Input data:
──────────────────────────────
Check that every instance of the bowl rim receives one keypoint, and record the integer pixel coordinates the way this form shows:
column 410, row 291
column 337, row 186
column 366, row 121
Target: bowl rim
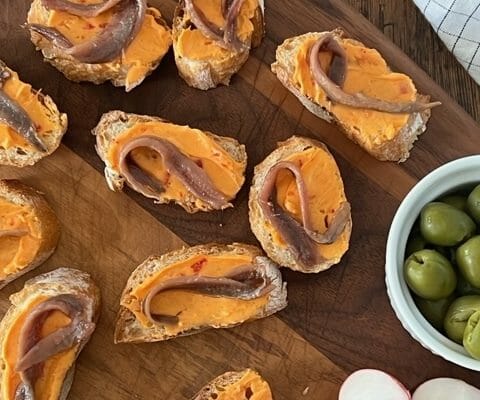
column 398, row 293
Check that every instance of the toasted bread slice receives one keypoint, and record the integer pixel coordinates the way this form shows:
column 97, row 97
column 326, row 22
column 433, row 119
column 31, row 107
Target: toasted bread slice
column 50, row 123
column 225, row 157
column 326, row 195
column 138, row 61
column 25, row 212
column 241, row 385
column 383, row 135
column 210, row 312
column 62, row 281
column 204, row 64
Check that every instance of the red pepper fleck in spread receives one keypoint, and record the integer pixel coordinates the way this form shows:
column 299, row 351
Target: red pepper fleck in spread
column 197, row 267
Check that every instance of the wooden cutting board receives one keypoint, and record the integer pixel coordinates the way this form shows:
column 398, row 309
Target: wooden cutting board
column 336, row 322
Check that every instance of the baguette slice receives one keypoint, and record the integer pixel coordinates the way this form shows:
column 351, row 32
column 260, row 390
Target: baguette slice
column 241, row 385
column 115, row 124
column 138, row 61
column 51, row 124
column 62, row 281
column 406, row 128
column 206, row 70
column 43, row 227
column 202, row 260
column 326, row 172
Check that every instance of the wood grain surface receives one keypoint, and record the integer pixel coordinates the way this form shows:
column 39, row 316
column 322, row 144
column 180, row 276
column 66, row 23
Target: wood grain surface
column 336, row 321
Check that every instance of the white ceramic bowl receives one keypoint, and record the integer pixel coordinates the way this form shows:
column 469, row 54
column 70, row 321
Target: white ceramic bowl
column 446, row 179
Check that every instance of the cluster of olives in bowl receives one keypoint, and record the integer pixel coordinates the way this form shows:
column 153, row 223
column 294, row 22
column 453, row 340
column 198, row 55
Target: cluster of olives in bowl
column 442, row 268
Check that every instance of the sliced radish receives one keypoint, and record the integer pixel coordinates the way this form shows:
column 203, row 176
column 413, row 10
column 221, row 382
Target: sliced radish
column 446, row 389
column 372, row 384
──────────────────────────────
Work to complete: All lines from the beginning of the material through the line that holds "column 153, row 223", both included, should be returned exactly; please omit any pictures and add no other lines.

Answer to this task:
Check that every instance of the bowl rim receives one keypoint, and record the integer pixel coordinates the way this form shows:
column 410, row 291
column 337, row 186
column 366, row 121
Target: bowl rim
column 398, row 293
Check that every instance of the toasted bread slice receives one keypoint, and record the integer pixel coordinates the way this form shows:
column 97, row 97
column 326, row 22
column 433, row 119
column 31, row 107
Target: toasted bread slice
column 50, row 123
column 225, row 157
column 326, row 195
column 138, row 61
column 25, row 212
column 241, row 385
column 383, row 135
column 210, row 312
column 62, row 281
column 204, row 64
Check that every instance of the red pepper fleck in spread receives one keypoint, and record the integer pixel coordinates the way this form shows:
column 299, row 351
Target: red pepper fleck in spread
column 197, row 267
Check that every instance of the wooden cutting board receives one keypoint, and record the integer pixel coordinates the way this form shows:
column 398, row 309
Target: wooden cutting board
column 336, row 322
Check that every instance of the baguette slice receives one keypoint, and record the integer pixel coordinates the way this form shows:
column 351, row 32
column 260, row 390
Target: baguette slice
column 241, row 385
column 115, row 124
column 138, row 61
column 51, row 124
column 62, row 281
column 406, row 128
column 206, row 70
column 43, row 227
column 202, row 260
column 326, row 172
Check that every instance of the wood grain surface receives one keypoint, and record the integer pixel coordinates the way this form shows:
column 39, row 316
column 322, row 144
column 180, row 276
column 66, row 23
Target: wood grain surface
column 336, row 321
Check that every instance of the white ceramic bowl receives one keypoint, and record the integer pixel coordinates the way this form shows:
column 469, row 54
column 70, row 321
Target: white ceramic bowl
column 446, row 179
Check that every instance of the cluster of olives in bowl receives one keypoint, and record the integer pixel coordinates the way this form shows:
column 153, row 223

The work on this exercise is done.